Segment Start: Passage shown

But I’ve noticed an important compensation for the brutal heat: Peak-season summer produce arrives early, too. In the high country of western North Carolina, where I’ve lived for years, we don’t start harvesting green beans, garlic, and squash until July, and tomatoes don’t come in until August. On a recent Saturday visit to Austin’s excellent inner-city Boggy Creek Farm, I was surprised to find all of that and more on display.

So I grabbed a bunch of it and did what I have done so often at Maverick Farms with similarly excellent produce: minimally cooked it and tossed it into a pasta, goosing it with chickpeas, walnuts, and Parmesan for a little extra flavor and protein.

Summer Veggie Pasta
2 handfuls slender green beans, such as haricot vert, stem end snapped off
Extra-virgin olive oil
Sea salt
3-4 small-to-medium summer squashes, trimmed at each end, quartered lengthwise and cut crosswise into quarter-inch wedges
3-4 cloves of garlic, minced fine
1-2 pinches red-hot chile flakes
3-4 ripe, plump tomatoes, coarsely chopped
1 good handful of basil leaves and and another of parsley leaves, chopped together
1 pound pasta (I used Bionaturae brand whole wheat spaghetti)
1/2 cup walnuts, lightly toasted and coarsely chopped
1 15 oz can chickpeas, drained (I’ve been using Eden Organic, which are BPA-free)
About a half cup freshly grated Parmigiano-Reggiano cheese, plus a block of same at table for grating
Coarsely ground black pepper

Steam the green beans until they’re barely tender but still have a good snap, using a steamer insert in a covered pan or whatever steaming method you have at hand. (Alternatively, you can drop them into boiling, salted water, taking great care not to let them overcook.) Remove the green beans into a colander and shock them with cold water to stop them from cooking. Set them aside on a cutting board, cut them into bite-sized pieces, and set aside.

Place a large skillet on the stovetop and turn heat to medium. Cover the bottom with olive oil, and when it’s hot, add the sliced squash along with a pinch of salt. Saute the squash, stirring frequently, for a minute or two. Add the garlic and chile flakes, and let them cook a minute or two, stirring. Now add the chopped tomatoes and another pinch of salt. Cook until the squash is just tender and the tomatoes are warmed through. What you will have in the pan will be pretty juicy. Resist the temptation to reduce away the tomato juices. If you do so, the squash will become very mushy. This dish is designed to celebrate the season’s first tomatoes, so I barely cook them and retain their juices as part of the sauce. Add the chickpeas, and remove pan from heat.

Segment End: Passage shown

Required action
Please write out the summer pasta passage word for word, from "So I grabbed" up to and including "whole wheat spaghetti)".

Segment Start: Data shown

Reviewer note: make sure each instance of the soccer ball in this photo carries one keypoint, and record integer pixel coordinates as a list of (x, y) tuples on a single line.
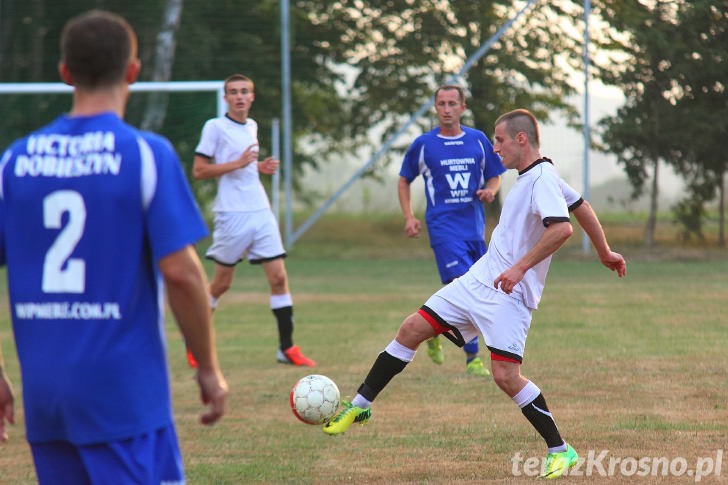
[(315, 399)]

Segment End: Data shown

Response
So I grabbed a bunch of it and did what I have done so often at Maverick Farms with similarly excellent produce: minimally cooked it and tossed it into a pasta, goosing it with chickpeas, walnuts, and Parmesan for a little extra flavor and protein.

Summer Veggie Pasta
2 handfuls slender green beans, such as haricot vert, stem end snapped off
Extra-virgin olive oil
Sea salt
3-4 small-to-medium summer squashes, trimmed at each end, quartered lengthwise and cut crosswise into quarter-inch wedges
3-4 cloves of garlic, minced fine
1-2 pinches red-hot chile flakes
3-4 ripe, plump tomatoes, coarsely chopped
1 good handful of basil leaves and and another of parsley leaves, chopped together
1 pound pasta (I used Bionaturae brand whole wheat spaghetti)